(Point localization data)
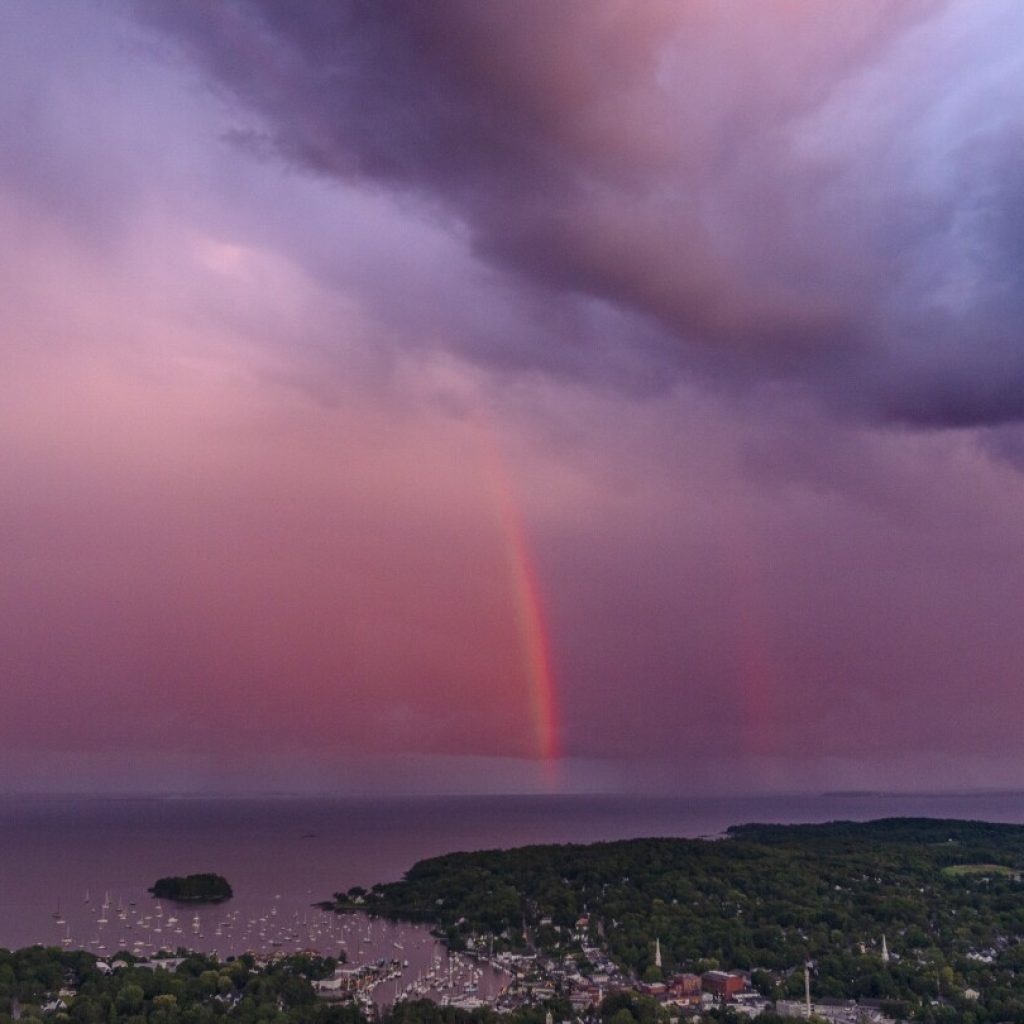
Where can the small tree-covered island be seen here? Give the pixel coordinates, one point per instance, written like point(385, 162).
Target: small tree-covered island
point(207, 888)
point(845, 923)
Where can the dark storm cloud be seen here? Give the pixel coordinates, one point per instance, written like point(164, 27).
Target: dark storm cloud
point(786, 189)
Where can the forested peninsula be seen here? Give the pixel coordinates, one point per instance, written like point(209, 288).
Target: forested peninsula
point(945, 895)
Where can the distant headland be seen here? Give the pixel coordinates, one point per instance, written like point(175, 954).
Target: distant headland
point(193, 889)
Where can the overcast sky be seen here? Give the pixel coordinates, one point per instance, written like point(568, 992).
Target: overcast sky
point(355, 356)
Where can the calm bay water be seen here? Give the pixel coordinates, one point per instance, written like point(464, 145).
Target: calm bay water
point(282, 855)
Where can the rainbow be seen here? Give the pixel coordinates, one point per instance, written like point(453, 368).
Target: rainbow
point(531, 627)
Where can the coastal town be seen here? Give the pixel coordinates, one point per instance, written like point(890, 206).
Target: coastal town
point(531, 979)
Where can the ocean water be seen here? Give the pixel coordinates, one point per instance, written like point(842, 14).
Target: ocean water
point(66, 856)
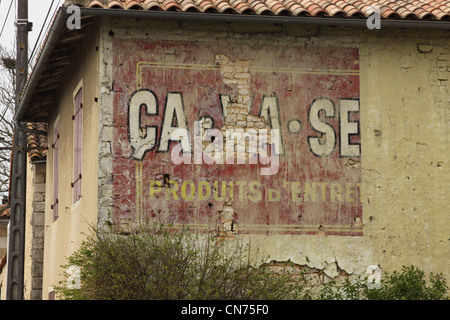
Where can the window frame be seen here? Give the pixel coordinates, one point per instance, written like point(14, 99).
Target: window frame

▶ Task prompt
Could you output every record above exactly as written, leaving out the pictures?

▶ Task answer
Where can the small tree-covered island be seen here? Give the pixel coordinates, one point per instance, written like point(385, 162).
Target: small tree-covered island
point(207, 888)
point(845, 923)
Where can the dark storm cloud be seen here? Give the pixel coordinates, one point per instance, written like point(164, 27).
Target: dark storm cloud
point(786, 189)
Where can the forested peninsula be seen here? Give the pixel coordinates, one point per instance, written like point(209, 288).
Target: forested peninsula
point(945, 895)
Where can the distant headland be seen here? Give the pixel coordinates, one point per instance, written like point(175, 954).
Target: distant headland
point(193, 889)
Where can the overcast sky be seen here? Give the pixel coordinates, one point per instance, written like point(568, 992).
Target: overcast sky
point(355, 356)
Where can the calm bay water be seen here? Give the pixel coordinates, one point per instance, written like point(464, 145).
Target: calm bay water
point(282, 855)
Where can the rainbow be seen here? Give the pixel coordinates, one point per instance, written like point(453, 368).
Target: rainbow
point(531, 627)
Where can the coastal town be seen here? Give the pixel coordinates, one point per instance, written like point(890, 206).
Target: coastal town
point(531, 979)
Where can the ocean water be seen here? Give the pixel coordinates, one point per instance, written like point(842, 14).
Target: ocean water
point(66, 856)
Where can the window frame be seen here? Give the pixel coordinates, one point per instance, written like point(14, 99).
Target: window frame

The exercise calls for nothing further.